> **Exercise task**: Put every line of the records below into a numbered list and leave out any blank lines.

> **Data extract**:

______

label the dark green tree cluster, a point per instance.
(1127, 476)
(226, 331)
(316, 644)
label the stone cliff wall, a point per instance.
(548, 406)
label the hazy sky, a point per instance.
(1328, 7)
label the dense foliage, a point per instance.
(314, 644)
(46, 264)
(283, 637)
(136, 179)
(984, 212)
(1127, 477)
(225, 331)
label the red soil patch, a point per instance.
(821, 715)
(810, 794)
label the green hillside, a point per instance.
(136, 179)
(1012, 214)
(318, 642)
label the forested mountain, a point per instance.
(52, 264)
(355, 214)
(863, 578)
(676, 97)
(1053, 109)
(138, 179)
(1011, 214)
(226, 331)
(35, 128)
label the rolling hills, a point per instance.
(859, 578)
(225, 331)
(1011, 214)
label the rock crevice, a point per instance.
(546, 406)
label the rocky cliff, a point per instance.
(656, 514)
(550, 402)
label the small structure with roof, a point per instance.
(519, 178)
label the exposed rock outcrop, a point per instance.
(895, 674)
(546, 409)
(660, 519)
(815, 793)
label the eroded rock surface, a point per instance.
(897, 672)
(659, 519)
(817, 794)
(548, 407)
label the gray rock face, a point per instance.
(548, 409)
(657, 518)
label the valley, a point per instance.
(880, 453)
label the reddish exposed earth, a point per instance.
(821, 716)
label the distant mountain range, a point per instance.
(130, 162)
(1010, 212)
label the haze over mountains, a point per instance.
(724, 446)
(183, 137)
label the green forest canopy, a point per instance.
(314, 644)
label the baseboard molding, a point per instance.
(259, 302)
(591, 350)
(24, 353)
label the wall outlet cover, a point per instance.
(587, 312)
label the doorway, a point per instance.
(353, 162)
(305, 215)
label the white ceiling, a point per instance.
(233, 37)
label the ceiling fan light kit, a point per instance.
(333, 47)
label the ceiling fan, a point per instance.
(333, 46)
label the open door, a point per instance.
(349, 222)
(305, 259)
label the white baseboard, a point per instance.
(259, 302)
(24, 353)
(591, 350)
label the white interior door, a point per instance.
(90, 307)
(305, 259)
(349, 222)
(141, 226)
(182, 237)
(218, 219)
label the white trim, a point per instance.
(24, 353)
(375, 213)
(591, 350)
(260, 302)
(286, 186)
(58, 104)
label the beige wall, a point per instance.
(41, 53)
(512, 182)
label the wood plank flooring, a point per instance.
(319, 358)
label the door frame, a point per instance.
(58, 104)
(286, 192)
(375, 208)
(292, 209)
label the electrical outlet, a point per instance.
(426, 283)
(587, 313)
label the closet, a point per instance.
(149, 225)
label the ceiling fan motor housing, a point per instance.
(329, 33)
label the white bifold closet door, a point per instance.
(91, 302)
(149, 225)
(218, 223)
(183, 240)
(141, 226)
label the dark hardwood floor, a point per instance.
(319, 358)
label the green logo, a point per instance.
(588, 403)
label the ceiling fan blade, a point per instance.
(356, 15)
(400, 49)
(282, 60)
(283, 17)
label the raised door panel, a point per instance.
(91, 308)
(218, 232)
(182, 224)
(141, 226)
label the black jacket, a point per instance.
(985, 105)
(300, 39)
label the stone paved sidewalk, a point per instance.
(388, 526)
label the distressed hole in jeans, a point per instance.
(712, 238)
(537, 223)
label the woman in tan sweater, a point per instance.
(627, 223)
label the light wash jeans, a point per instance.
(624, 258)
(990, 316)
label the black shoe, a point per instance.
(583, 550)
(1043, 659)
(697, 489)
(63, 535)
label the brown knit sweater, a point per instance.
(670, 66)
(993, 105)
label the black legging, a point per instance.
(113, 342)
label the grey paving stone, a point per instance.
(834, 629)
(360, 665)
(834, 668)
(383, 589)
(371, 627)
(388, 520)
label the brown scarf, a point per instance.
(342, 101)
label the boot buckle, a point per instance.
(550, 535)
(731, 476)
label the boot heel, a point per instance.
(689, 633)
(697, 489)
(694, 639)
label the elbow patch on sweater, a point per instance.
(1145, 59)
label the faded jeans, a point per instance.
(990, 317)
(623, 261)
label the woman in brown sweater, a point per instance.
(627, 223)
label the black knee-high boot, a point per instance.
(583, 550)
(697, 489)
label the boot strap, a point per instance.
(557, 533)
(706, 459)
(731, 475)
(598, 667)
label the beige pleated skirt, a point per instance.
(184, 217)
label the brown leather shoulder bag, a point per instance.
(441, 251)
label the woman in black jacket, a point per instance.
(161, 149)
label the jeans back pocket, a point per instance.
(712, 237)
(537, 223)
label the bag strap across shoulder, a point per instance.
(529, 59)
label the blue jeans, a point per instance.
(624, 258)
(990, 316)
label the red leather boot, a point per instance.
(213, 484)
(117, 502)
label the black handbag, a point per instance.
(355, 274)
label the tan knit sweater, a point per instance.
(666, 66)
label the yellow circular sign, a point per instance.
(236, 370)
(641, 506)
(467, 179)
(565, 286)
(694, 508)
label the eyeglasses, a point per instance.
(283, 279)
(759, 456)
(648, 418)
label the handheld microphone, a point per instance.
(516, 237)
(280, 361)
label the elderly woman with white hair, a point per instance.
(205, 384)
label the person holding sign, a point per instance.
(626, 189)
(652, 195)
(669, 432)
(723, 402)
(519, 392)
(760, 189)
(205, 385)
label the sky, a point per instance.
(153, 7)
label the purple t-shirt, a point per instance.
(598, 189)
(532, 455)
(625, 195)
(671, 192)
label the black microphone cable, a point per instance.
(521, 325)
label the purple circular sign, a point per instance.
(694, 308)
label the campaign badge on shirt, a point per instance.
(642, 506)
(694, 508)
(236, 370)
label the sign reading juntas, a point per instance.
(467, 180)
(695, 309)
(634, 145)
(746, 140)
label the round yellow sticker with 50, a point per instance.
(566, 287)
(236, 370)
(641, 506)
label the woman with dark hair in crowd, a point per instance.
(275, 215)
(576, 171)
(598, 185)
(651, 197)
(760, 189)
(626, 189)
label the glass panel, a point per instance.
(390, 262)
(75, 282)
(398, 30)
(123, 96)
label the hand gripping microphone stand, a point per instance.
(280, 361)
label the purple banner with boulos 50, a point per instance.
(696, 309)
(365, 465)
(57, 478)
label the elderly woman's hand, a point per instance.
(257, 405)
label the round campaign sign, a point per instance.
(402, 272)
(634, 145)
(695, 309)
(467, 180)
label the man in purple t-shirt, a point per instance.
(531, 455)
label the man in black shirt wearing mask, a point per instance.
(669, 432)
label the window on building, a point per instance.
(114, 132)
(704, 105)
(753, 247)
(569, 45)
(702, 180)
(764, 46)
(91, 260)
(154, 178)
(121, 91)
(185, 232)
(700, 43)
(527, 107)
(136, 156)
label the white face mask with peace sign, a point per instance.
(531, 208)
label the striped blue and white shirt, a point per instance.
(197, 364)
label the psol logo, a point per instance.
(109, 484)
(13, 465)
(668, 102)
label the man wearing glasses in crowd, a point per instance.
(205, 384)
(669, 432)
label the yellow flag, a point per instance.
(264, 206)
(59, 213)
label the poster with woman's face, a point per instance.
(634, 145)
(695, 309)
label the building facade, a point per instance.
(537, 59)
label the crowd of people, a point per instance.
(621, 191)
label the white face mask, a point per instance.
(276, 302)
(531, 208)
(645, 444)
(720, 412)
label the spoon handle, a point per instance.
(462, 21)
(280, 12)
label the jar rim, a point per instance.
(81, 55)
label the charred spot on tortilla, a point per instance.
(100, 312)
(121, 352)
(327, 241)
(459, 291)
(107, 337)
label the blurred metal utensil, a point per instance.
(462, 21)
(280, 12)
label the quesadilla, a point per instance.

______

> **Solution to this problem**:
1. label the dark green tree cluster, a point per instance.
2. (1127, 476)
3. (226, 331)
4. (316, 644)
5. label the stone cliff wall, a point per instance.
6. (548, 406)
7. label the hazy sky, a point per instance.
8. (1328, 7)
9. label the dense foliage, a point per instance.
10. (314, 644)
11. (46, 264)
12. (283, 637)
13. (136, 179)
14. (984, 212)
15. (1127, 477)
16. (225, 331)
17. label the red soil patch, a point per instance.
18. (821, 715)
19. (810, 794)
20. label the green hillside, a point per instance.
21. (136, 179)
22. (1012, 214)
23. (318, 642)
24. label the forested mountain, a point per instance.
25. (52, 264)
26. (355, 214)
27. (863, 578)
28. (676, 97)
29. (1053, 109)
30. (138, 179)
31. (1011, 214)
32. (226, 331)
33. (35, 128)
34. label the rolling hills, a point per instance.
35. (859, 578)
36. (225, 331)
37. (1011, 214)
38. label the rock crevice, a point per instance.
39. (546, 406)
40. label the rocky cliff, a point per instance.
41. (656, 514)
42. (550, 402)
43. label the small structure with roof, a point per instance.
44. (519, 178)
45. label the exposed rock outcrop, a point per instance.
46. (895, 674)
47. (546, 409)
48. (660, 519)
49. (815, 793)
50. label the eroded rock surface, a point per instance.
51. (897, 672)
52. (659, 519)
53. (817, 794)
54. (548, 407)
55. label the gray rock face, a point per instance.
56. (548, 409)
57. (657, 518)
58. label the valley, a point per instance.
59. (880, 453)
60. label the reddish exposed earth, a point per instance.
61. (821, 716)
62. label the distant mountain range, a point per instance.
63. (130, 162)
64. (1010, 212)
65. label the haze over mountains, a point per instance.
66. (724, 446)
67. (183, 137)
68. label the green forest canopy, a point per instance.
69. (314, 644)
70. label the baseboard molding, a point per instance.
71. (259, 302)
72. (591, 350)
73. (24, 353)
74. label the wall outlet cover, a point per instance.
75. (587, 312)
76. label the doorway, a point per instance.
77. (353, 162)
78. (305, 215)
79. label the white ceiling, a point per instance.
80. (233, 37)
81. label the ceiling fan light kit, a point per instance.
82. (333, 47)
83. label the ceiling fan, a point per instance.
84. (333, 46)
85. label the open door, a point per instance.
86. (349, 222)
87. (305, 259)
88. label the white baseboard, a point per instance.
89. (259, 302)
90. (24, 353)
91. (591, 350)
92. label the white interior door, a point per instance.
93. (90, 307)
94. (305, 259)
95. (349, 222)
96. (141, 226)
97. (182, 237)
98. (218, 219)
99. label the white trim, a point per instance.
100. (24, 353)
101. (375, 213)
102. (591, 350)
103. (260, 302)
104. (286, 186)
105. (58, 104)
106. label the beige wall, a point per instance.
107. (41, 53)
108. (512, 182)
109. label the wood plank flooring, a point per instance.
110. (319, 358)
111. label the door frame, a point per instance.
112. (58, 104)
113. (286, 192)
114. (375, 208)
115. (292, 209)
116. label the electrical outlet, a point per instance.
117. (426, 283)
118. (587, 313)
119. label the closet, a point per instance.
120. (149, 225)
121. label the ceiling fan motor housing, a point per instance.
122. (329, 33)
123. label the white bifold closet door, a point per instance.
124. (91, 302)
125. (149, 225)
126. (218, 223)
127. (183, 240)
128. (141, 226)
129. label the dark hardwood floor, a point per instance.
130. (319, 358)
131. label the green logo, a point per instance.
132. (588, 403)
133. label the ceiling fan blade, a point per instance.
134. (356, 15)
135. (400, 49)
136. (282, 60)
137. (283, 17)
138. label the raised door panel, a point per instance.
139. (91, 308)
140. (218, 232)
141. (182, 224)
142. (141, 226)
143. label the black jacket, a point per instance.
144. (985, 105)
145. (300, 39)
146. label the stone paved sidewalk, a point per instance.
147. (388, 526)
148. label the distressed hole in jeans, a point per instance.
149. (712, 238)
150. (537, 223)
151. label the woman in tan sweater, a point per instance.
152. (627, 223)
153. label the light wash jeans, a point per instance.
154. (624, 258)
155. (990, 316)
156. label the black shoe, a point per instance.
157. (583, 550)
158. (1043, 659)
159. (697, 489)
160. (63, 535)
161. label the brown knit sweater, a point per instance.
162. (670, 66)
163. (993, 105)
164. label the black legging, a point per instance.
165. (113, 342)
166. label the grey paving stone, a point per instance.
167. (834, 629)
168. (360, 665)
169. (834, 668)
170. (383, 589)
171. (371, 627)
172. (388, 520)
173. label the brown scarf, a point per instance.
174. (342, 101)
175. label the boot buckle, a point per instance.
176. (550, 535)
177. (731, 476)
178. label the boot heel, a point per instance.
179. (689, 633)
180. (697, 489)
181. (694, 639)
182. label the elbow patch on sweater, a point per instance.
183. (1145, 59)
184. label the faded jeans, a point per instance.
185. (990, 317)
186. (623, 261)
187. label the woman in brown sweater, a point per instance.
188. (627, 223)
189. label the black knee-high boot, a point per instance.
190. (583, 550)
191. (697, 489)
192. label the boot strap, a point per instance.
193. (557, 533)
194. (706, 459)
195. (731, 475)
196. (598, 667)
197. label the beige pleated skirt, a point per instance.
198. (184, 217)
199. label the brown leather shoulder bag, a point per instance.
200. (441, 251)
201. label the woman in black jacket, a point per instance.
202. (161, 149)
203. label the jeans back pocket, a point per instance.
204. (712, 237)
205. (537, 223)
206. label the bag strap across shoulder, a point per instance.
207. (529, 59)
208. label the blue jeans, a point per instance.
209. (624, 258)
210. (990, 316)
211. label the red leather boot, a point per instance.
212. (213, 484)
213. (117, 502)
214. label the black handbag, a point per instance.
215. (355, 274)
216. label the tan knit sweater, a point per instance.
217. (666, 66)
218. label the yellow circular sign, a point per instance.
219. (236, 370)
220. (641, 506)
221. (467, 179)
222. (565, 286)
223. (694, 508)
224. label the eyeglasses, a point per instance.
225. (283, 279)
226. (759, 456)
227. (648, 418)
228. label the handheld microphone, a point per instance.
229. (516, 237)
230. (280, 361)
231. label the elderly woman with white hair, a point per instance.
232. (205, 384)
233. label the person holding sign, a point per instance.
234. (626, 189)
235. (652, 195)
236. (669, 432)
237. (723, 402)
238. (519, 392)
239. (760, 189)
240. (205, 385)
241. label the sky, a point per instance.
242. (153, 7)
243. label the purple t-shirt, a point per instance.
244. (598, 189)
245. (532, 455)
246. (625, 195)
247. (671, 192)
248. label the black microphone cable, a point per instance.
249. (521, 325)
250. label the purple circular sign, a point per instance.
251. (694, 308)
252. label the campaign badge on shirt, a point per instance.
253. (642, 506)
254. (694, 508)
255. (236, 370)
256. label the sign reading juntas, a point per instance.
257. (467, 180)
258. (695, 309)
259. (634, 145)
260. (746, 140)
261. label the round yellow sticker with 50, a point per instance.
262. (566, 287)
263. (236, 370)
264. (641, 506)
265. label the woman with dark hair in crowd, a point per instance.
266. (275, 215)
267. (576, 171)
268. (598, 185)
269. (651, 197)
270. (760, 189)
271. (626, 189)
272. label the glass panel, a point per instance.
273. (390, 262)
274. (75, 282)
275. (398, 30)
276. (123, 96)
277. label the hand gripping microphone stand, a point per instance.
278. (280, 361)
279. label the purple banner with boulos 50, a point per instance.
280. (696, 309)
281. (365, 465)
282. (57, 478)
283. label the elderly woman's hand, a point per instance.
284. (257, 405)
285. label the round campaign sign, a point per instance.
286. (402, 272)
287. (634, 145)
288. (695, 309)
289. (467, 180)
290. label the man in purple t-shirt, a point per instance.
291. (531, 455)
292. label the man in black shirt wearing mask, a point per instance.
293. (669, 432)
294. label the window on building, a point per instance.
295. (114, 132)
296. (704, 105)
297. (753, 247)
298. (569, 45)
299. (702, 180)
300. (764, 46)
301. (91, 260)
302. (154, 178)
303. (121, 91)
304. (185, 232)
305. (700, 43)
306. (527, 107)
307. (136, 156)
308. label the white face mask with peace sign, a point per instance.
309. (531, 208)
310. label the striped blue and white shirt, a point per instance.
311. (197, 364)
312. label the psol logo, a point per instance.
313. (109, 484)
314. (13, 465)
315. (668, 102)
316. label the man wearing glasses in crowd, a point per instance.
317. (205, 384)
318. (669, 432)
319. label the yellow flag, a point per instance.
320. (264, 206)
321. (59, 213)
322. label the poster with woman's face, a point per instance.
323. (634, 145)
324. (695, 309)
325. label the building facade, a point per instance.
326. (537, 59)
327. label the crowd of people, a point per instance.
328. (621, 191)
329. label the white face mask, a point per instance.
330. (276, 302)
331. (531, 208)
332. (645, 444)
333. (720, 412)
334. label the spoon handle, a point per instance.
335. (462, 21)
336. (280, 12)
337. label the jar rim, a point per instance.
338. (81, 55)
339. label the charred spot on tortilla, a point per instance.
340. (100, 312)
341. (121, 352)
342. (327, 241)
343. (459, 291)
344. (107, 337)
345. label the blurred metal utensil, a point per instance.
346. (462, 21)
347. (280, 12)
348. label the quesadilla, a point per instance.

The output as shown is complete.